[Data for this exercise]
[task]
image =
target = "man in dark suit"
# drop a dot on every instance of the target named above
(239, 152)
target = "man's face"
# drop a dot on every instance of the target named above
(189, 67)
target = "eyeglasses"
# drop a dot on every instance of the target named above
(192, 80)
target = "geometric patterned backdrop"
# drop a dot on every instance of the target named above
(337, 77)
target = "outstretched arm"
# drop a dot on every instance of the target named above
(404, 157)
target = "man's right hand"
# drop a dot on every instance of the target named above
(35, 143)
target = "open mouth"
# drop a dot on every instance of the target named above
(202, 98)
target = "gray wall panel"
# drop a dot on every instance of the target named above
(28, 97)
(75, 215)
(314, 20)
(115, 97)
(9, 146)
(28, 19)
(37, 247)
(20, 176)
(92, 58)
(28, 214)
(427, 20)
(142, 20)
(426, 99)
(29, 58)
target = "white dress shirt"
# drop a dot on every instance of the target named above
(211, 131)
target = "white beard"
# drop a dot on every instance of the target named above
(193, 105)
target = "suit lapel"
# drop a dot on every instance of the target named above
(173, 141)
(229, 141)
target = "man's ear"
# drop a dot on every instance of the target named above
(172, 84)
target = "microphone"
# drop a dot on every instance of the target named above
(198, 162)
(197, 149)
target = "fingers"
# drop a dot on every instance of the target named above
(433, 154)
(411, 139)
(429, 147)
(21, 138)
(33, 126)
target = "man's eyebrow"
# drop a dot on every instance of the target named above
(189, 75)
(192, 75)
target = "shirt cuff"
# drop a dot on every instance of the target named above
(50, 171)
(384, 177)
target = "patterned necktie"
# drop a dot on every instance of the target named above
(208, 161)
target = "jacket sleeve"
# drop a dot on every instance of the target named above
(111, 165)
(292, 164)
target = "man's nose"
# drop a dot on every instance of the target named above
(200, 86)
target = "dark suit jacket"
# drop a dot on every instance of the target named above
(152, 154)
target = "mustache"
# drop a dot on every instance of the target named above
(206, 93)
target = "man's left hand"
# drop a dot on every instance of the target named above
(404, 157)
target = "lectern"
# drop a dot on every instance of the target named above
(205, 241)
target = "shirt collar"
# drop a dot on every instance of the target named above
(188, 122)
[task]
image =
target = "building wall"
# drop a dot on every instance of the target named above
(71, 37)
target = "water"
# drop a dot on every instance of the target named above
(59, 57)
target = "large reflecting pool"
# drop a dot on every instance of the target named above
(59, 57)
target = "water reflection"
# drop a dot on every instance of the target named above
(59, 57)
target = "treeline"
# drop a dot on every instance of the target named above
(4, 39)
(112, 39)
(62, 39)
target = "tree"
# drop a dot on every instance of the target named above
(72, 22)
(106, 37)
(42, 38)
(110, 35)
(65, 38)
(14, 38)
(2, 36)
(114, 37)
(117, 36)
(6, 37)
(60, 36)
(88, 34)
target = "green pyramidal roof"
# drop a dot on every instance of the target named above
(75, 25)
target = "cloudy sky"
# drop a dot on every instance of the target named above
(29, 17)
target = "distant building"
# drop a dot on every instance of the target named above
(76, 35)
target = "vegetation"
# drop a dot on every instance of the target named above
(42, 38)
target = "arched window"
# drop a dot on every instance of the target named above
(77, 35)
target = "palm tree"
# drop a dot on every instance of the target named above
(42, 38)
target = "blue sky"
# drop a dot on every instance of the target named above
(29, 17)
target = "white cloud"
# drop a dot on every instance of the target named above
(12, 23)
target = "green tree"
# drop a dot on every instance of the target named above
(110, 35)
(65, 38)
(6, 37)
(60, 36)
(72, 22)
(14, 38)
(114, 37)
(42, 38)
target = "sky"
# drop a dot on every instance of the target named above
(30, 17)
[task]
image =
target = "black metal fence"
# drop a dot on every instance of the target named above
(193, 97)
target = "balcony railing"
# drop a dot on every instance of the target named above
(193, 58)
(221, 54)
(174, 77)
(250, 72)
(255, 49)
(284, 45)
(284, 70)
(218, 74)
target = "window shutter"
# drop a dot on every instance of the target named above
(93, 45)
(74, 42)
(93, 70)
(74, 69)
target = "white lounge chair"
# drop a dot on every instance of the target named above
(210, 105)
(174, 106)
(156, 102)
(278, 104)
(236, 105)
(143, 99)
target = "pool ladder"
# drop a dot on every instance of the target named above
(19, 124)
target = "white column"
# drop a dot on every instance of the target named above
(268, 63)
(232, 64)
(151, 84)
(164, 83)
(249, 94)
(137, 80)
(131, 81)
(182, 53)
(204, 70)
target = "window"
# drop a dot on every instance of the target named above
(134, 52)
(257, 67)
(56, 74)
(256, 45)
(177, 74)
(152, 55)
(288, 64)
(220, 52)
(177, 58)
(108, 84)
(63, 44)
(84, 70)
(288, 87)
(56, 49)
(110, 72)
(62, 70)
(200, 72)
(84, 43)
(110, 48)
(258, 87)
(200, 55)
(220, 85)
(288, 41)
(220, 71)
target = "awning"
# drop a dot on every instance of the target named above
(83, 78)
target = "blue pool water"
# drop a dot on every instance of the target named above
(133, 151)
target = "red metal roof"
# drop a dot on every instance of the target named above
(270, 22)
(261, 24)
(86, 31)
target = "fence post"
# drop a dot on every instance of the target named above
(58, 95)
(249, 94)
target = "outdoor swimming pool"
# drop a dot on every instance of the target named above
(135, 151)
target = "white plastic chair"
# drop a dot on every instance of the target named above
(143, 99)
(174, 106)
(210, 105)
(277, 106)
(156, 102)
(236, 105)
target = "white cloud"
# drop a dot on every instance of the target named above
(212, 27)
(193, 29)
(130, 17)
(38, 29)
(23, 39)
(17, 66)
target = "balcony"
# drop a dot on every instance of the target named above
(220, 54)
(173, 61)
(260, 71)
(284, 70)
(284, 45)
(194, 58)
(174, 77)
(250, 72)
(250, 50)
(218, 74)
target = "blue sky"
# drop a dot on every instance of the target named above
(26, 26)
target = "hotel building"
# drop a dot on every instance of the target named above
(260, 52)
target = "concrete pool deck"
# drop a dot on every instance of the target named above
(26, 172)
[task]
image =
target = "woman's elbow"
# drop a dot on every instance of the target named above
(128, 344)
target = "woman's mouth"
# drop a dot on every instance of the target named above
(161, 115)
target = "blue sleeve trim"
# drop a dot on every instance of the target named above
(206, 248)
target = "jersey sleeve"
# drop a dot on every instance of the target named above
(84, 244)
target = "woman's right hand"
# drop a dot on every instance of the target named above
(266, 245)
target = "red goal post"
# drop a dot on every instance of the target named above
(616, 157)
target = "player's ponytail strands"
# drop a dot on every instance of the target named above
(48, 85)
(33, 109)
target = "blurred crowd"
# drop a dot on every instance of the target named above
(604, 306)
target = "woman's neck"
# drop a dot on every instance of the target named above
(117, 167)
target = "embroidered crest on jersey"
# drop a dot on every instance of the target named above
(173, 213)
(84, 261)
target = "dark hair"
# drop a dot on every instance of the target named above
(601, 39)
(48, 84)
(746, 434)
[/Data for this exercise]
• _What the exercise asks_
Please repeat the complete material exactly, with nothing omitted.

• _Final answer_
[task]
image =
target = "man in dark suit"
# drop a dot on every instance of the target named above
(239, 152)
target = "man's face"
# drop a dot on every instance of the target named above
(189, 67)
target = "eyeglasses"
# drop a dot on every instance of the target named above
(192, 80)
target = "geometric patterned backdrop"
# drop a dot on every instance of the target named above
(337, 77)
target = "outstretched arm"
# drop a dot on every instance of the target named above
(404, 157)
target = "man's right hand"
# drop a dot on every instance of the target named above
(35, 143)
target = "open mouth"
# drop a dot on every instance of the target named above
(202, 98)
target = "gray wall panel"
# drop a dot on every instance of the target named above
(28, 97)
(75, 215)
(314, 20)
(115, 97)
(9, 146)
(28, 19)
(37, 247)
(20, 176)
(92, 58)
(28, 214)
(427, 20)
(142, 20)
(426, 99)
(29, 58)
target = "white dress shirt"
# drop a dot on every instance of the target named above
(211, 131)
target = "white beard"
# drop a dot on every instance of the target named above
(193, 105)
target = "suit lapel"
# drop a dot on every instance of the target named above
(173, 141)
(229, 141)
target = "man's ear"
# drop a dot on every instance of the target named above
(172, 84)
target = "microphone"
# drop a dot on every instance of the target named above
(198, 162)
(197, 149)
target = "fingers"
# drop a dot on every instance of the target named above
(433, 154)
(411, 139)
(429, 147)
(21, 138)
(33, 126)
target = "man's eyebrow"
# drop a dot on every instance of the target named above
(189, 75)
(192, 75)
target = "shirt cuff"
# drop a dot on every instance of the target named above
(50, 171)
(384, 177)
target = "patterned necktie"
# drop a dot on every instance of the target named above
(208, 161)
target = "jacket sleeve"
# drop a dot on every instance of the target named above
(111, 165)
(292, 164)
target = "man's nose"
# drop a dot on every instance of the target named above
(200, 86)
target = "dark suit jacket"
# drop a dot on every instance of the target named above
(152, 154)
target = "mustache"
# drop a dot on every instance of the target named above
(206, 93)
target = "man's left hand"
# drop a dot on every instance of the target named above
(404, 157)
target = "lectern"
# drop a dot on every instance of the target named above
(205, 241)
target = "shirt collar"
# drop a dot on every instance of the target named above
(188, 122)
[task]
image =
target = "building wall"
# drop a dot on every instance of the target named above
(71, 37)
target = "water"
# drop a dot on every instance of the target named above
(59, 57)
target = "large reflecting pool"
# drop a dot on every instance of the target named above
(59, 57)
target = "water reflection"
# drop a dot on every instance of the target named above
(59, 57)
target = "treeline"
# drop a dot on every instance of the target named above
(4, 39)
(112, 39)
(62, 39)
target = "tree"
# drop a dot on every instance of the target named above
(72, 22)
(106, 37)
(42, 38)
(110, 35)
(65, 38)
(14, 38)
(2, 36)
(114, 37)
(117, 36)
(6, 37)
(60, 36)
(88, 34)
target = "green pyramidal roof"
# drop a dot on every instance of the target named above
(75, 25)
target = "cloudy sky"
# drop a dot on every instance of the target named above
(29, 17)
target = "distant building"
# drop a dot on every instance of the target named above
(76, 35)
target = "vegetation"
# drop a dot on every instance of the target named above
(42, 38)
target = "arched window"
# drop a dot on every instance of the target named above
(77, 35)
target = "palm tree"
# drop a dot on every instance of the target named above
(42, 38)
target = "blue sky"
# drop a dot on every instance of the target named above
(29, 17)
target = "white cloud"
# drop a dot on every instance of the target named above
(12, 23)
target = "green tree"
# drop a dot on every instance of the target named above
(110, 35)
(65, 38)
(6, 37)
(60, 36)
(72, 22)
(14, 38)
(114, 37)
(42, 38)
target = "sky"
# drop a dot on every instance of the target named above
(30, 17)
[task]
image =
target = "black metal fence"
# drop a dot on every instance of the target named above
(193, 97)
target = "balcony railing"
# drop a dot on every instance of the target named above
(193, 58)
(221, 54)
(174, 77)
(250, 72)
(255, 49)
(284, 45)
(284, 70)
(218, 74)
target = "window shutter"
# drop a dot on every instance of the target named above
(93, 45)
(74, 42)
(93, 70)
(74, 69)
target = "white lounge chair"
# drop a dot on every instance of the target named above
(210, 105)
(174, 106)
(156, 102)
(278, 104)
(236, 105)
(143, 99)
target = "pool ladder"
# drop a dot on every instance of the target named above
(19, 124)
target = "white column"
# drop a dot on every instance of the target named above
(268, 63)
(232, 64)
(151, 84)
(164, 83)
(249, 94)
(137, 80)
(131, 81)
(182, 53)
(204, 70)
target = "window"
# drop a dot on every instance of the target named above
(134, 52)
(257, 67)
(56, 74)
(256, 45)
(177, 74)
(152, 55)
(288, 64)
(220, 52)
(177, 58)
(108, 84)
(63, 44)
(84, 70)
(288, 87)
(56, 49)
(110, 72)
(62, 70)
(200, 72)
(84, 43)
(110, 48)
(258, 87)
(200, 55)
(220, 85)
(288, 41)
(220, 71)
target = "awning"
# drop a dot on every instance of the target named above
(83, 78)
target = "blue pool water"
# drop a dot on every instance of the target named above
(133, 151)
target = "red metal roof"
# drop a dot on every instance of the target named above
(270, 22)
(261, 24)
(86, 31)
target = "fence post"
# drop a dot on every instance of the target named above
(58, 95)
(249, 94)
target = "outdoor swimming pool"
# drop a dot on every instance of the target named above
(135, 151)
target = "white plastic chair"
# drop a dot on every instance of the target named above
(143, 99)
(174, 106)
(210, 105)
(277, 106)
(156, 102)
(236, 105)
target = "white cloud"
# drop a dot on every instance of the target named above
(212, 27)
(193, 29)
(130, 17)
(38, 29)
(23, 39)
(17, 66)
target = "balcony"
# drop a dot on every instance of the target named above
(220, 54)
(173, 61)
(260, 71)
(284, 70)
(284, 45)
(194, 58)
(174, 77)
(250, 72)
(250, 50)
(218, 74)
target = "blue sky"
# drop a dot on every instance of the target named above
(26, 26)
target = "hotel building"
# drop a dot on every instance of the target named above
(260, 52)
target = "concrete pool deck"
# drop a dot on every instance of the target named above
(26, 172)
[task]
image =
target = "woman's elbow"
# drop a dot on every instance of the target named above
(128, 344)
target = "woman's mouth"
# drop a dot on every instance of the target named above
(161, 115)
target = "blue sleeve trim"
# drop a dot on every instance of the target named above
(206, 248)
target = "jersey sleeve"
# drop a dot on every instance of the target named above
(84, 244)
target = "woman's right hand"
# drop a dot on every instance of the target named above
(266, 245)
target = "red goal post"
# drop a dot on every instance of the target named above
(616, 157)
target = "player's ponytail strands"
# drop a dot on every instance of the target named above
(48, 85)
(33, 109)
target = "blurred crowd"
# drop a dot on every instance of the target named above
(604, 306)
target = "woman's neck"
# drop a dot on every instance of the target named above
(117, 167)
target = "embroidered crest on jersey"
# drop a dot on every instance of the target named above
(173, 213)
(84, 261)
target = "dark hair"
# drop a dot on every instance of the target named above
(601, 39)
(48, 84)
(746, 434)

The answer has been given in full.